> **PROBLEM TO WORK ON**:
Find "Find the second" in the data below; transcribe the line it appears on and each line after it, exactly, to the end, and nothing else.

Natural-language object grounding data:
________________________
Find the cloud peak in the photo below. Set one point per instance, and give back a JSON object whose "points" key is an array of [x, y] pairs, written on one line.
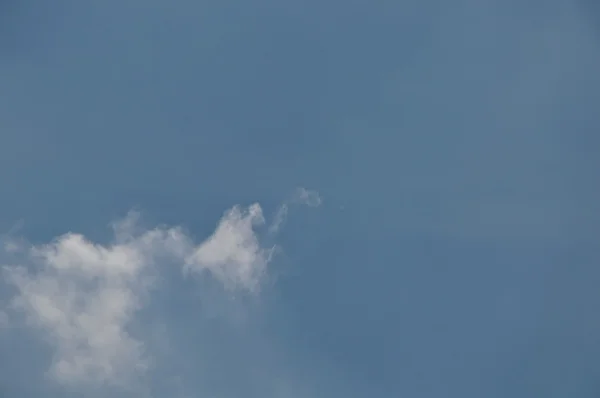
{"points": [[83, 297]]}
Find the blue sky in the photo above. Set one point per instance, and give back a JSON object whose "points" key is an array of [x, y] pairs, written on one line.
{"points": [[299, 199]]}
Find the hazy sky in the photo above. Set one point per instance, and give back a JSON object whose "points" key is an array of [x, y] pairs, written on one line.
{"points": [[280, 199]]}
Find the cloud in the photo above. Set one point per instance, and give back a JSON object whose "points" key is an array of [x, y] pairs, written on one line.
{"points": [[83, 298], [306, 197], [233, 253]]}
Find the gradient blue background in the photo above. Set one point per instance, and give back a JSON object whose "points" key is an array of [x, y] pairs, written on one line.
{"points": [[455, 145]]}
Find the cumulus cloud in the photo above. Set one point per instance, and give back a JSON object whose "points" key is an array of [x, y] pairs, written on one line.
{"points": [[83, 297], [233, 253], [306, 197]]}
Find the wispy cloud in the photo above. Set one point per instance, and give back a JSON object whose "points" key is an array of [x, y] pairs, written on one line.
{"points": [[83, 297]]}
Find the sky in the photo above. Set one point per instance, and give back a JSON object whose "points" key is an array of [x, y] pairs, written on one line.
{"points": [[284, 199]]}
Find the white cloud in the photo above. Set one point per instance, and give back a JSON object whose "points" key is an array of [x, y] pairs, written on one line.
{"points": [[83, 297], [233, 253], [307, 197]]}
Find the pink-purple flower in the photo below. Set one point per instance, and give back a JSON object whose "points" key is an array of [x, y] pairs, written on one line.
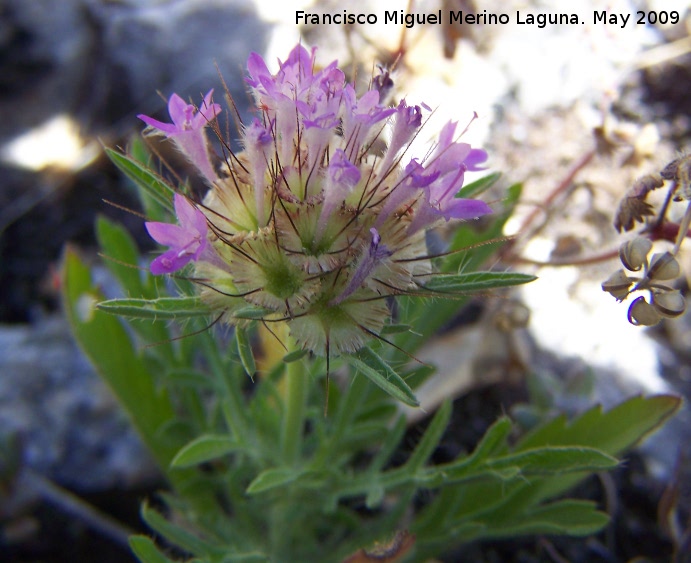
{"points": [[187, 241], [187, 130]]}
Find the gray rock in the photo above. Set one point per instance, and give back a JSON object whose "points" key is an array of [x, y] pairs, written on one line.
{"points": [[71, 427]]}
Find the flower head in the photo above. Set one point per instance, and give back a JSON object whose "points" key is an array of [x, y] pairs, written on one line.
{"points": [[314, 226], [187, 130]]}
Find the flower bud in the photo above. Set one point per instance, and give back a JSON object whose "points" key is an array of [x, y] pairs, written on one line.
{"points": [[664, 267], [634, 253], [618, 285], [642, 313], [669, 304]]}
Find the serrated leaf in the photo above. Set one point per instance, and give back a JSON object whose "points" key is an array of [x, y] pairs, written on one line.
{"points": [[146, 551], [156, 309], [108, 346], [146, 180], [204, 448], [372, 366], [478, 186], [245, 352], [554, 460], [430, 439], [272, 478], [612, 431], [475, 281]]}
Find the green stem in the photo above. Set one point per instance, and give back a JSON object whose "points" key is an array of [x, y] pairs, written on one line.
{"points": [[233, 402], [294, 411]]}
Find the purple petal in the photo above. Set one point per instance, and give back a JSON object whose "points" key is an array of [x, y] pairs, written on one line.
{"points": [[460, 208], [177, 108], [474, 158], [167, 234], [169, 262], [207, 111]]}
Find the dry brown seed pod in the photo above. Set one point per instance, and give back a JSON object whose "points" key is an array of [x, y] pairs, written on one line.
{"points": [[663, 266], [669, 303], [642, 313], [618, 285], [634, 253]]}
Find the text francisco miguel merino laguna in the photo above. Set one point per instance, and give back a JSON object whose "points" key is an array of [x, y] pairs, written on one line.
{"points": [[397, 17]]}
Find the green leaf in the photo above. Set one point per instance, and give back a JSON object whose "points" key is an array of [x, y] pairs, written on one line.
{"points": [[146, 550], [146, 180], [367, 362], [107, 344], [430, 440], [251, 313], [478, 186], [272, 478], [553, 460], [204, 448], [176, 534], [155, 309], [294, 356], [121, 255], [612, 431], [475, 281], [573, 517], [394, 329], [245, 351]]}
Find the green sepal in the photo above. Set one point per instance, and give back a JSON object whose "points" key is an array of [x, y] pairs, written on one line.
{"points": [[372, 366]]}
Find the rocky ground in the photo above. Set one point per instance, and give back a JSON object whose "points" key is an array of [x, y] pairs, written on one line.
{"points": [[87, 71]]}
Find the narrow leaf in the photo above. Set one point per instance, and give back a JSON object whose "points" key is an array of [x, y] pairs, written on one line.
{"points": [[272, 478], [155, 309], [430, 440], [152, 184], [245, 351], [294, 356], [371, 365], [204, 448], [478, 186], [175, 534], [475, 281], [612, 431], [121, 254], [146, 551], [553, 460]]}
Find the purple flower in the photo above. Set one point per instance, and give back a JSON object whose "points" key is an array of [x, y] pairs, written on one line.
{"points": [[407, 121], [341, 177], [259, 148], [447, 167], [187, 240], [359, 117], [187, 130]]}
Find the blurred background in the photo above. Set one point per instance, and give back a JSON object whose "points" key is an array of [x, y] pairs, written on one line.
{"points": [[73, 77]]}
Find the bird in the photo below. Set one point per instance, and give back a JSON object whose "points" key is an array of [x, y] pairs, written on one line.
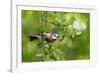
{"points": [[45, 36]]}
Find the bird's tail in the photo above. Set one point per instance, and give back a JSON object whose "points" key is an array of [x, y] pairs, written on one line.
{"points": [[34, 37]]}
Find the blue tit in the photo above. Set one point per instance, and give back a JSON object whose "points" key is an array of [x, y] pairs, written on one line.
{"points": [[48, 37]]}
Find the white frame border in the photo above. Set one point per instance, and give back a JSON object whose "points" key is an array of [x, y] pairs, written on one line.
{"points": [[17, 66]]}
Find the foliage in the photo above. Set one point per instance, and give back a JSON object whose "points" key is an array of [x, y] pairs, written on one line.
{"points": [[72, 28]]}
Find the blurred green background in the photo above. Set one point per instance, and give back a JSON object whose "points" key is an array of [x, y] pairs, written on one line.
{"points": [[73, 30]]}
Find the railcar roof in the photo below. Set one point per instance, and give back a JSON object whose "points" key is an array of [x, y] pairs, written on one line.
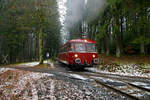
{"points": [[82, 40]]}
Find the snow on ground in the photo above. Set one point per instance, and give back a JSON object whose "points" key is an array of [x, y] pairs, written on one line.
{"points": [[32, 64], [16, 83], [2, 70]]}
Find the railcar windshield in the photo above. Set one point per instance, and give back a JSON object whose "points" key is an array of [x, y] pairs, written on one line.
{"points": [[90, 47], [80, 47]]}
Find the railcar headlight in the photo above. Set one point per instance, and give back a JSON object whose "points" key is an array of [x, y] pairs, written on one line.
{"points": [[93, 56], [76, 55]]}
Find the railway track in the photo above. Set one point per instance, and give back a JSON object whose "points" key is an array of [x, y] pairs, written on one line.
{"points": [[129, 90], [123, 86]]}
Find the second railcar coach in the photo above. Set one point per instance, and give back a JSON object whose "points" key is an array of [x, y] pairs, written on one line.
{"points": [[79, 53]]}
________________________
> **SOLUTION**:
Find the second railcar coach in the photo above. Set one point per instance, and give back a JSON object whose "points" key is an array of [x, y] pairs, written on one line.
{"points": [[79, 53]]}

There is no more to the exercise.